PORRETTA SOUL FESTIVAL


J. Blackfoot © Alain Jacquet

Dès le concert d’ouverture du jeudi, une foule nombreuse se presse pour assister à la Rock'n'Roll Nite animée par l’excellent chanteur Andrea Mingardi. Lors de sa dernière apparition à Porretta, il nous avait présenté un hommage à Ray Charles qui tenait la route. Cette fois avec le Rosso Blues Brothers Band, il nous convie à un réjouissant voyage à travers 50 ans de rock'n'roll en interprétant des morceaux de Chuck Berry, Elvis Presley, Little Richard, Louis Prima et Bill Haley, entre autres. Le public apprécie le voyage. 
Le vendredi matin, ballade dans Porretta et arrêt à la Café Stage pour un concert donné par le CIV Soul Band. Cette formation de 20 musiciens est en grande partie composée des lycéens du Centre International de Valbonne. Le responsable de la classe de musique, Jean François Jacomino (qui officie lui-même au trombone dans l’orchestre), nous présente son nouvel ensemble (le band précédent c’est dispersé avec l’entrée à l’université de ses membres) dans un répertoire de classiques de la soul. Ils maîtrisent leur sujet, rien à redire de leur interprétation, par exemple de Lean on me  de Bill Withers. Si l’ensemble est très homogène, je suis séduit par les voix de Valencia Rakatomalal et de Marc Collette. Un petit bœuf avec Bobby Johnson sur Knock on wood termine cet apéro concert qui s’est déroulé pour partie sous le regard intéressé d'Oscar Toney Jr.


Andrea Mingardi © Alain Jacquet

Le soir, le programme est copieux – trop peut être – et c’est le chanteur saxophoniste James Thompson qui a l’honneur d’ouvrir. Un répertoire très rock d’où surnagent une reprise bien molle du Memphis soul stew de King Curtis et un famélique Shotgun de Jr. Walker. Sa prestation ne laissera pas un souvenir impérissable. Arrive ensuite Vaneese Thomas, la deuxième fille de Rufus. Autant elle semblait empruntée et intimidée six ans plus tôt au même endroit en compagnie de son frère Marvell et de sa sœur Carla, autant là elle apparaît totalement libérée et nous offre un excellent set composé majoritairement de reprises (mais très bien faites) telles que I can’t stand the rain, Nutbush City Limits et en rappel un beau Respect yourself. Elle obtient un franc succès auquel il faut associer ses accompagnateurs, les Soul Spinner.

Jeu de données:
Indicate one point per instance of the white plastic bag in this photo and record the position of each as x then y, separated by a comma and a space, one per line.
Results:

Votre tâche: Recopiez le passage du texte sur le Porretta Soul Festival qui commence par « Andrea Mingardi © » et se termine par « les Soul Spinner. ». Ce matériau n'a aucun lien avec le texte.

Solution proposée:
Andrea Mingardi © Alain Jacquet

Le soir, le programme est copieux – trop peut être – et c’est le chanteur saxophoniste James Thompson qui a l’honneur d’ouvrir. Un répertoire très rock d’où surnagent une reprise bien molle du Memphis soul stew de King Curtis et un famélique Shotgun de Jr. Walker. Sa prestation ne laissera pas un souvenir impérissable. Arrive ensuite Vaneese Thomas, la deuxième fille de Rufus. Autant elle semblait empruntée et intimidée six ans plus tôt au même endroit en compagnie de son frère Marvell et de sa sœur Carla, autant là elle apparaît totalement libérée et nous offre un excellent set composé majoritairement de reprises (mais très bien faites) telles que I can’t stand the rain, Nutbush City Limits et en rappel un beau Respect yourself. Elle obtient un franc succès auquel il faut associer ses accompagnateurs, les Soul Spinner.